> [Provided passage]
Why does sklearn pipeline.set_params() not work?

I have the following pipeline:

from sklearn.pipeline import Pipeline
import lightgbm as lgb


steps_lgb = [('lgb', lgb.LGBMClassifier())]
 
# Create the pipeline: composed of preprocessing steps and estimators
pipe = Pipeline(steps_lgb)

Now I want to set the parameters of the classifier using the following command:

best_params = {'boosting_type': 'dart',
 'colsample_bytree': 0.7332216010898506,
 'feature_fraction': 0.922329814019706,
 'learning_rate': 0.046566283755421566,
 'max_depth': 7,
 'metric': 'auc',
 'min_data_in_leaf': 210,
 'num_leaves': 61,
 'objective': 'binary',
 'reg_lambda': 0.5185517505019249,
 'subsample': 0.5026815575448366}

pipe.set_params(**best_params)

This however raises an error:

ValueError: Invalid parameter boosting_type for estimator Pipeline(steps=[('estimator', LGBMClassifier())]). Check the list of available parameters with `estimator.get_params().keys()`.

boosting_type is definitely a core parameter of the lightgbm framework, if removed however (from best_params) other parameters cause the valueError to be raised.

So, what I want is to set the parameters of the classifier after a pipeline is created.

Solution

When using pipelines, you need to prefix the parameters depending on which part of the pipeline they refer to with the name of the respective component (here lgb) followed by a double uncerscore (lgb__); the fact that here your pipeline consists of only a single element does not change this requirement.

> [Excerpted data]
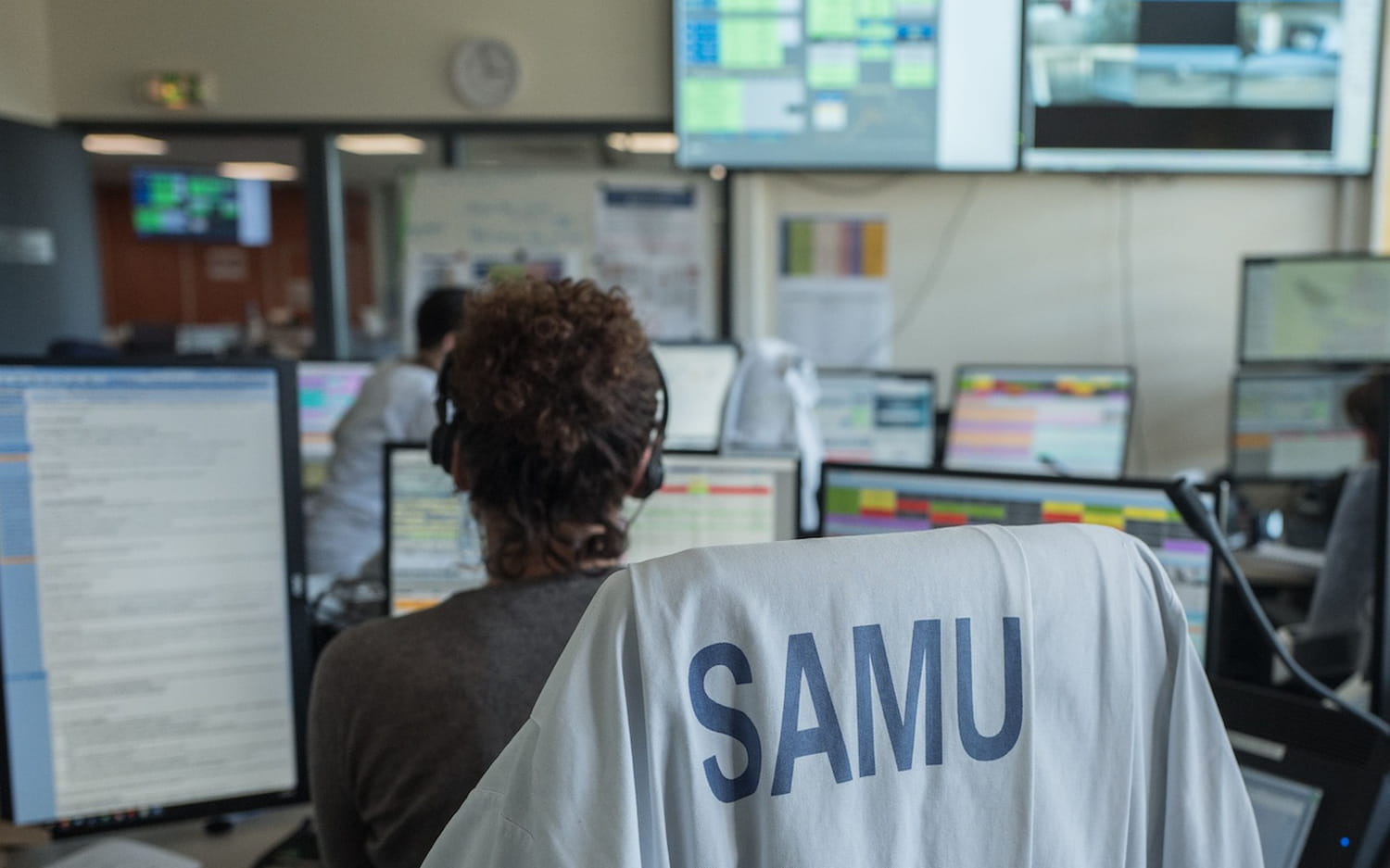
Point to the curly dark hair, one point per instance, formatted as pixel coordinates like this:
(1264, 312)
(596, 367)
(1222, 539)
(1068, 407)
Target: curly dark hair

> [Written problem] Write out the part of the pipeline thread starting with "from sklearn.pipeline import" and going on through "pipe = Pipeline(steps_lgb)". The entries come from a different source than the pipeline thread.

> [Solution for this exercise]
from sklearn.pipeline import Pipeline
import lightgbm as lgb


steps_lgb = [('lgb', lgb.LGBMClassifier())]
 
# Create the pipeline: composed of preprocessing steps and estimators
pipe = Pipeline(steps_lgb)